◆ TRABAJO POR HACER
**1.** Transcribe literalmente el pasaje del texto sobre los profetas que va desde "Profetas y profecías" hasta "vida cotidiana!", ambos incluidos.
**2.** Según el texto sobre los profetas, ¿qué hace el profeta, a diferencia de los adivinos?
**3.** Indica si cada una de estas afirmaciones concuerda con el texto sobre los profetas, respondiendo sí o no y citando textualmente las palabras que lo deciden: (a) Isaías habla a un pueblo con vecinos agresivos como los egipcios y los asirios. (b) Juan Bautista espera el Reino de Dios desde lo alto. (c) El evangelista Lucas dibuja a Juan seco y huraño.

◆ FRAGMENTO DEL TEXTO
Profetas y profecías
Todavía tenemos mucha necesidad de profetas, pero también es verdad que numerosos
profetas habitan en nuestras ciudades grises. Personas con apariencia normal y
que hasta saben hablar en nombre de Dios, que saben leer el presente a la luz
de la fe. Porque el profeta no predice el futuro - esos son los adivinos – el
profeta nos ayuda a entender el presente. ¡Y sólo Dios sabe cuántos profetas
necesitamos para lograr descubrir un recorrido de fe sin perdernos en la pesada
vida cotidiana!
En
las lecturas de hoy nos encontramos con dos profetas. Dos gigantes de la fe,
dos pilares de la espiritualidad, dos servidores de la Palabra. Juan, el rudo,
e Isaías, el seductor. Así de diferentes son en su modo de profetizar, así son
de auténticos y actuales.
- Isaías
habla a un pueblo que tiene que vérselas con sus agresivos vecinos: egipcios, asirios y, muy pronto, van a aparecer
los babilonios en la escena internacional del momento. Un pueblo asustado por
lo que está ocurriendo, por los grandes proyectos de los poderosos, un pueblo pequeño
que se siente como unos tiestos de barro entre macetas de hierro.
En
esa situación Isaías canta, sueña y diseña un mundo sin armas. Un mundo en el que
el violento juega con el recién nacido. Un juego en el que los instintos más malvados
se hacen servidores de la vida y de la verdad.
¡Qué
Isaías más iluso! Utópico, diríamos hoy.
- El
otro es Juan. Un Juan al que el evangelista Mateo dibuja seco, huraño, incisivo
e invasivo como el desierto que lo ha consumido. Eficaz y cáustico como sólo
los profetas saben ser.
Juan
pide conversión, exige acción y solicita una decisión ante opciones concretas. Porque
el cambio lo debemos realizar ya, aquí y ahora, sin acomodarnos a nuestras
pequeñas o grandes convicciones. Tenemos que apurarnos para no ser arrollados,
barridos y destrozados por un conformismo inoperante.
Porque
Dios no sólo está con quien simplemente espera, sino también con quien colabora
en la construcción de su Reino. Porque, como dice san Agustín, Dios quiere que lo
que es un regalo suyo se convierta en conquista nuestra.
Dos estilos
Son
dos estilos de vivir la fe, dos modos de articularla, que sólo son antípodas en
apariencia. Isaías espera el Reino de Dios desde lo alto. Juan Bautista se afana
en realizarlo desde abajo.

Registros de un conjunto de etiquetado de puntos

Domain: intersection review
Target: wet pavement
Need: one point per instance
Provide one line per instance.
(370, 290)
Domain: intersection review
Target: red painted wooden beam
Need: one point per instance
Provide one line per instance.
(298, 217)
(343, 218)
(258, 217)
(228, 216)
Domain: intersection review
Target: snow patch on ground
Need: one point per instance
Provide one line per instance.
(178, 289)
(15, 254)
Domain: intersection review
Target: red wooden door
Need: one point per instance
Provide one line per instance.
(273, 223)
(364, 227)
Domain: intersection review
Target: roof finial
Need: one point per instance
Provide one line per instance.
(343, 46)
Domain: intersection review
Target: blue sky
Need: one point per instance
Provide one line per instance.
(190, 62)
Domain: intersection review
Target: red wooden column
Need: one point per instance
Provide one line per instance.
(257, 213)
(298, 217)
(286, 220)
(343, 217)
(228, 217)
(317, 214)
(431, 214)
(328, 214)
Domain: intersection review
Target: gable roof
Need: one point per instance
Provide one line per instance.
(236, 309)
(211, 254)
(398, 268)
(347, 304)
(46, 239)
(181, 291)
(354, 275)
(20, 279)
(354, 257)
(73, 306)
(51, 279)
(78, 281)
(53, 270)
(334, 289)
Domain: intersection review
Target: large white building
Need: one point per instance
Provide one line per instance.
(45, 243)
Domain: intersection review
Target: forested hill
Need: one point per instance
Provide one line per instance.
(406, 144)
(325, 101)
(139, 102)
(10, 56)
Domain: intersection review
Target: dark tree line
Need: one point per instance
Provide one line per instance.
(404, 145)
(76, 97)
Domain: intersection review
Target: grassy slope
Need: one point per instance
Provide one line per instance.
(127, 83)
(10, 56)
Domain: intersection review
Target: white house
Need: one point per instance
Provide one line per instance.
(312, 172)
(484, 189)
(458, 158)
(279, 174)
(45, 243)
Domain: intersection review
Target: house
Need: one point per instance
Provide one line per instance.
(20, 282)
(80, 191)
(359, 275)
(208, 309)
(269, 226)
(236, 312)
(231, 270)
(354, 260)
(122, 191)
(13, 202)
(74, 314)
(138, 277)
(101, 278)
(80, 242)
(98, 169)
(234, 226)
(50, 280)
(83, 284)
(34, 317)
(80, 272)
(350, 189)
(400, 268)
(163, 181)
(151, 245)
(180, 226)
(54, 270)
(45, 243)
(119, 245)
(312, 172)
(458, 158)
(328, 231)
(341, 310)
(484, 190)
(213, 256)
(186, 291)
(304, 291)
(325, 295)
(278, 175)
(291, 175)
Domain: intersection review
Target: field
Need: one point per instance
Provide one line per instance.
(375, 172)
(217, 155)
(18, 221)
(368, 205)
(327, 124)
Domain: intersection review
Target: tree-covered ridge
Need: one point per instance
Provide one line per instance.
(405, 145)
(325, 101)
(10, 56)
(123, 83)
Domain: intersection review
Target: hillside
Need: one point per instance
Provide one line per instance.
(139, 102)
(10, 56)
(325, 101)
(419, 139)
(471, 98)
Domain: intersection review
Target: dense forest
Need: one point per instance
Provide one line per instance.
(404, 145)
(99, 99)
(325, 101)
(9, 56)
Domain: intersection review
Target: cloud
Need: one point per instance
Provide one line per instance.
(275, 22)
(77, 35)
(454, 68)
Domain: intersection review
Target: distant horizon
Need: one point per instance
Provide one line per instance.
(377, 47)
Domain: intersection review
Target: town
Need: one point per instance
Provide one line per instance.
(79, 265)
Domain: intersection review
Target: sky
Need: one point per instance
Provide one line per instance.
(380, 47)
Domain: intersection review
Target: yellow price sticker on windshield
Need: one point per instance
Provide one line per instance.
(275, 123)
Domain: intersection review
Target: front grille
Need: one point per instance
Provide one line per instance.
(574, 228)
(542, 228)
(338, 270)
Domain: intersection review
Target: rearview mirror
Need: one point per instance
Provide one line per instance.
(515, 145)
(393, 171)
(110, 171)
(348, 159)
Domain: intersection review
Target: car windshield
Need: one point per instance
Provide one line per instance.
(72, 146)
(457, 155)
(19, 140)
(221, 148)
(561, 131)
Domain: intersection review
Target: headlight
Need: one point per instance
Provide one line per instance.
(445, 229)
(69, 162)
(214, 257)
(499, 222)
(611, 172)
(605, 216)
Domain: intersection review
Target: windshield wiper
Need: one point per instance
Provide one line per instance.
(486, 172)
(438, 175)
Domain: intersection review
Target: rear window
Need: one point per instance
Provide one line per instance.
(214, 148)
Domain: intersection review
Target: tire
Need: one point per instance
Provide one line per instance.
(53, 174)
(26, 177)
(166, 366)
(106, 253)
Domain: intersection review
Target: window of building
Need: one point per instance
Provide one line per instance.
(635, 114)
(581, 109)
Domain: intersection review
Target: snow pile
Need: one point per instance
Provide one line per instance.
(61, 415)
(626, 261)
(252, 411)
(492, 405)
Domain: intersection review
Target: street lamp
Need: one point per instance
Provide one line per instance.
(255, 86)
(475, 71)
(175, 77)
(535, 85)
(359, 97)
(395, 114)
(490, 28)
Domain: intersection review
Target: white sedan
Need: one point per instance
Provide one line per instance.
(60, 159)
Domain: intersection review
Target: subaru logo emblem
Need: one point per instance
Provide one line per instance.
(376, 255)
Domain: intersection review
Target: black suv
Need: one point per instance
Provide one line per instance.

◆ LISTA DE RESPUESTAS
**1.**
Profetas y profecías
Todavía tenemos mucha necesidad de profetas, pero también es verdad que numerosos
profetas habitan en nuestras ciudades grises. Personas con apariencia normal y
que hasta saben hablar en nombre de Dios, que saben leer el presente a la luz
de la fe. Porque el profeta no predice el futuro - esos son los adivinos – el
profeta nos ayuda a entender el presente. ¡Y sólo Dios sabe cuántos profetas
necesitamos para lograr descubrir un recorrido de fe sin perdernos en la pesada
vida cotidiana!

**2.** Nos ayuda a entender el presente.

**3.**
(a) Sí: "Isaías habla a un pueblo que tiene que vérselas con sus agresivos vecinos: egipcios, asirios".
(b) No: "Isaías espera el Reino de Dios desde lo alto. Juan Bautista se afana en realizarlo desde abajo."
(c) No: "Un Juan al que el evangelista Mateo dibuja seco, huraño".